Exercise materials section start
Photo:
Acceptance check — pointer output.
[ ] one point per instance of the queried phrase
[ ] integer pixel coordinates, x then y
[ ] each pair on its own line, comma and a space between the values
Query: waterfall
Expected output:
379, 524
Exercise materials section end
Exercise materials section start
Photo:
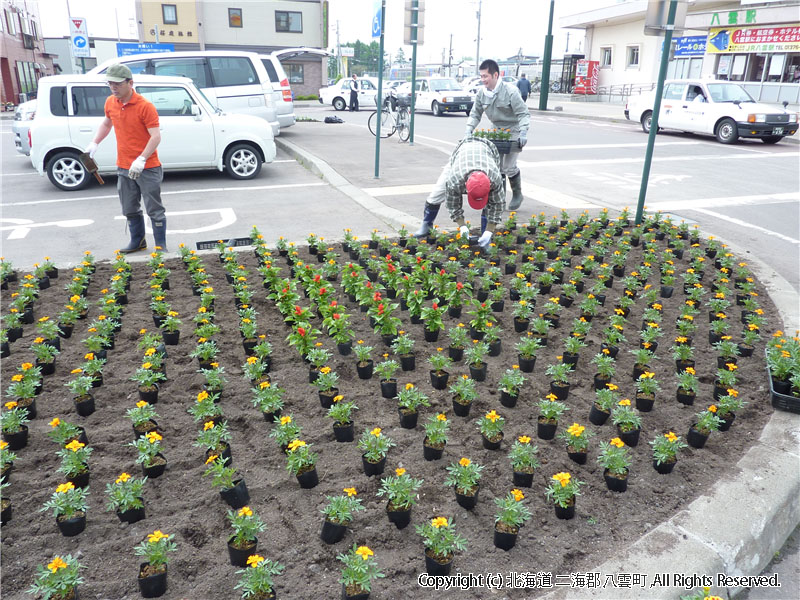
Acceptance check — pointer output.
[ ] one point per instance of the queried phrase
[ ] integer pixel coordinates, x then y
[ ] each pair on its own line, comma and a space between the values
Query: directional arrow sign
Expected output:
Exercise materials section end
Exercise materials section start
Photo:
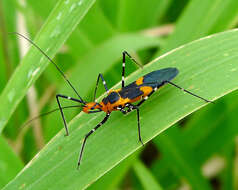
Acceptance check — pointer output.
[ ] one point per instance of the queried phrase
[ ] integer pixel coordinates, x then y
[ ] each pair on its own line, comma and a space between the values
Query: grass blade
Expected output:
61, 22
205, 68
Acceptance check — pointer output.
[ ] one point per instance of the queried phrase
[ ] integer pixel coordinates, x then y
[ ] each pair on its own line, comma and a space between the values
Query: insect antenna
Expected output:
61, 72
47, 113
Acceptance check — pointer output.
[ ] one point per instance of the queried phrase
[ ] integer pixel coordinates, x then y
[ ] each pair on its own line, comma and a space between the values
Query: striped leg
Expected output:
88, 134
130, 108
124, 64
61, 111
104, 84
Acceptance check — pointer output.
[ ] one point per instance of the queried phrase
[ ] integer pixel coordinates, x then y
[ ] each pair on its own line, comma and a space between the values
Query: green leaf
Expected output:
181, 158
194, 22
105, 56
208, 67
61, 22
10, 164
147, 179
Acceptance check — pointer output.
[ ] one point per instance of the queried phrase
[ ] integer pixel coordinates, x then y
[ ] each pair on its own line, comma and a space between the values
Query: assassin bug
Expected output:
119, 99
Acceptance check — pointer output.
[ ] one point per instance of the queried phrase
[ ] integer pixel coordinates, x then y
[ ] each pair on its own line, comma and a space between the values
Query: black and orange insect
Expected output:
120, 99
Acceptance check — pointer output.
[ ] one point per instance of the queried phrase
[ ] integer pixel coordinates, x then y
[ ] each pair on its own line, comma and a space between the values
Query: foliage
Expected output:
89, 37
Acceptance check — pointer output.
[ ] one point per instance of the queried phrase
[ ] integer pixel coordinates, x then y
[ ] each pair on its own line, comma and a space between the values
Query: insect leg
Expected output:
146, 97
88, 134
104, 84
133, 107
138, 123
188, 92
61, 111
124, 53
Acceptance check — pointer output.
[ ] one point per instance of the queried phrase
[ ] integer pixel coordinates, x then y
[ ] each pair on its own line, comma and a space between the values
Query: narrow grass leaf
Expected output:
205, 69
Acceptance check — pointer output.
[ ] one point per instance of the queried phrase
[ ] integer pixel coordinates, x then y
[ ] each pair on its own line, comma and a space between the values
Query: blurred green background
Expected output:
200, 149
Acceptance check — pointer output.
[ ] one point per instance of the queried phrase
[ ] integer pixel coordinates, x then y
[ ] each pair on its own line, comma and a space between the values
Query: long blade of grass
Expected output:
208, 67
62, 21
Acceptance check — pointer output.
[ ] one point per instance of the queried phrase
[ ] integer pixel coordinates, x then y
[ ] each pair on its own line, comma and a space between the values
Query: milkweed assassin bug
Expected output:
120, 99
Exercise materials section end
◆ Assigned task
When the entries above show the word "green" in a line, copy that line out.

◆ Result below
Query: green leaf
Query: blurred green background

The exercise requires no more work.